__Erforderlicher Schritt A__
Überarbeite im Text über Julia alles von "Nach ihren Shopping-Exzessen fühlt Julia sich schuldig, wie eine" bis hinunter zu "Shoppen, shoppen, shoppen." und setze dabei "Einkaufsexzessen" an die Stelle von "Shopping-Exzessen".
__Erforderlicher Schritt B__
Warum ist Julias Shoppen laut dem Text über Julia weniger extrem, wenn ihr Mann sie begleitet?

Nach ihren Shopping-Exzessen fühlt Julia sich schuldig, wie ein Versagerin

Vielleicht hätten Julia präventive Maßnahmen zum Umgang mit Geld und Werbung geholfen. Sie kauft ohne zu überlegen. Dabei geht es ihr nicht so sehr um das Kauferlebnis als solches, sondern um den Besitz, um „das Haben“. Erst dann fühlt sie sich besser. Meistens zieht sie alleine los, ohne Begleitung. Seit sie verheiratet ist, begleitet sie an manchen Tagen ihr Mann. Da sind die Hemmungen größer und das Shoppen nicht so extrem.

Nach ihren Shopping-Exzessen fühlt Julia sich schuldig, wie eine Versagerin. „Weil ich es nicht auf die Reihe bekommen habe.“ Von ihren Freund*innen bekommt sie mit, wie es ist, zu sparen. Bei ihr ein Ding der Unmöglichkeit: Wenn wieder Geld da ist, geht es los. Shoppen, shoppen, shoppen.

__Informationen__
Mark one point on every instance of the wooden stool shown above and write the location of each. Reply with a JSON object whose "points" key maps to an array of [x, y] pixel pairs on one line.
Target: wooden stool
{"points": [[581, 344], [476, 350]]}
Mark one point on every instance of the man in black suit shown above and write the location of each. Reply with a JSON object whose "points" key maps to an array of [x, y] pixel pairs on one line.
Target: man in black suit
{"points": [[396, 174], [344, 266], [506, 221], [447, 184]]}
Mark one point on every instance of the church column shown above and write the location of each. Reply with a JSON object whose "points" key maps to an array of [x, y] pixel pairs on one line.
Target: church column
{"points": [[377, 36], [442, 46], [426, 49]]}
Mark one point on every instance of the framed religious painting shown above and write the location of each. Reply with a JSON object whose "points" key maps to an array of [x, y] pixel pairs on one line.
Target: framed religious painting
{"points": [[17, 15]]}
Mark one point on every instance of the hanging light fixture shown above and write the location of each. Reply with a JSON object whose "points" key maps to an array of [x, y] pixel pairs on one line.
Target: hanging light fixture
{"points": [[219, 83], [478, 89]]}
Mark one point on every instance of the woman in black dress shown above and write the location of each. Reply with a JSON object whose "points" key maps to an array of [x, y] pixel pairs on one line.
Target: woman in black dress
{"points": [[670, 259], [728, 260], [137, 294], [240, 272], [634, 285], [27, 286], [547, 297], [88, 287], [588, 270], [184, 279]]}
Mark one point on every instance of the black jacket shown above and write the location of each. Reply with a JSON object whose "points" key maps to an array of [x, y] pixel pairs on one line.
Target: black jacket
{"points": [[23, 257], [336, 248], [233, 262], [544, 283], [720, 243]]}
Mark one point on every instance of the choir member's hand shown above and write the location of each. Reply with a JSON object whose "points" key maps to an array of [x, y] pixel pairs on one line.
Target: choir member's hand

__Ergebnis der Aufgabe A__
Nach ihren Einkaufsexzessen fühlt Julia sich schuldig, wie eine Versagerin. „Weil ich es nicht auf die Reihe bekommen habe.“ Von ihren Freund*innen bekommt sie mit, wie es ist, zu sparen. Bei ihr ein Ding der Unmöglichkeit: Wenn wieder Geld da ist, geht es los. Shoppen, shoppen, shoppen.

__Ergebnis der Aufgabe B__
Wenn ihr Mann sie begleitet, sind ihre Hemmungen größer. Deshalb fällt das Shoppen an diesen Tagen nicht so extrem aus.